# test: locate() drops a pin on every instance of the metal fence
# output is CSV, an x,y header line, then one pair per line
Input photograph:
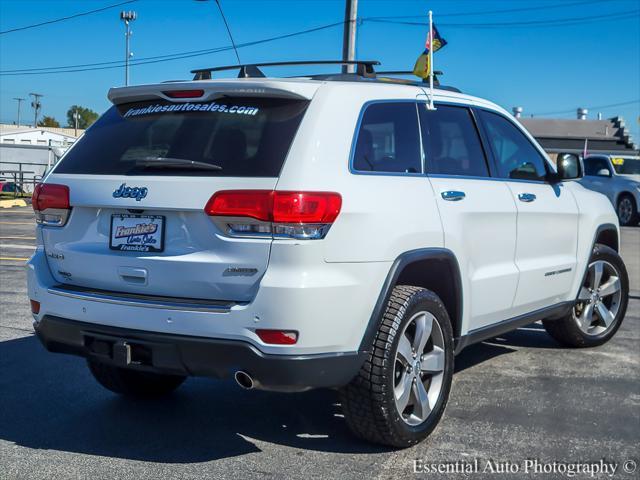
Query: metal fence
x,y
18,178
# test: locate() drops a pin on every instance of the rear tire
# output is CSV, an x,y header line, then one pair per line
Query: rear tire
x,y
627,210
401,391
600,306
133,382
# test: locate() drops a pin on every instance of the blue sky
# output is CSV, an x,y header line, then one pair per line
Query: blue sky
x,y
539,66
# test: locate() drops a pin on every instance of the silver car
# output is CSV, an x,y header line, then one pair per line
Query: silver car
x,y
619,179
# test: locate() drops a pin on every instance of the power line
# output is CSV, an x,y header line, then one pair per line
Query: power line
x,y
69,17
492,12
233,43
531,23
159,58
601,107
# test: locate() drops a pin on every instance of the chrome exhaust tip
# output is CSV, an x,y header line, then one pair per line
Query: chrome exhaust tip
x,y
244,380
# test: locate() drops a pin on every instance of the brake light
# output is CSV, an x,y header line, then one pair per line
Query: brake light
x,y
303,215
51,204
184,93
241,203
306,207
35,306
278,337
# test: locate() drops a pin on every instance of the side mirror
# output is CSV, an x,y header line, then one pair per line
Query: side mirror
x,y
569,166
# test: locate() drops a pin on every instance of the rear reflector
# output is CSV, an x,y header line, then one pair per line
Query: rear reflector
x,y
51,204
278,337
184,93
35,307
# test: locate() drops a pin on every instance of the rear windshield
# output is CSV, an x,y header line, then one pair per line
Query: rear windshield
x,y
230,137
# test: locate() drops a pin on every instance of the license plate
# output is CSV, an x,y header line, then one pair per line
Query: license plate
x,y
137,233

------------------------------

Reproduce every line from the one containing "the license plate" through the end of the items, inclusive, with the requests left unchanged. In the answers, scale each x,y coordinate by 0.9 and round it to a whole number, rounding halves up.

# test: locate() drops a pin on every instance of the license plate
# output is CSV, an x,y header line, then one pair per line
Query: license plate
x,y
123,210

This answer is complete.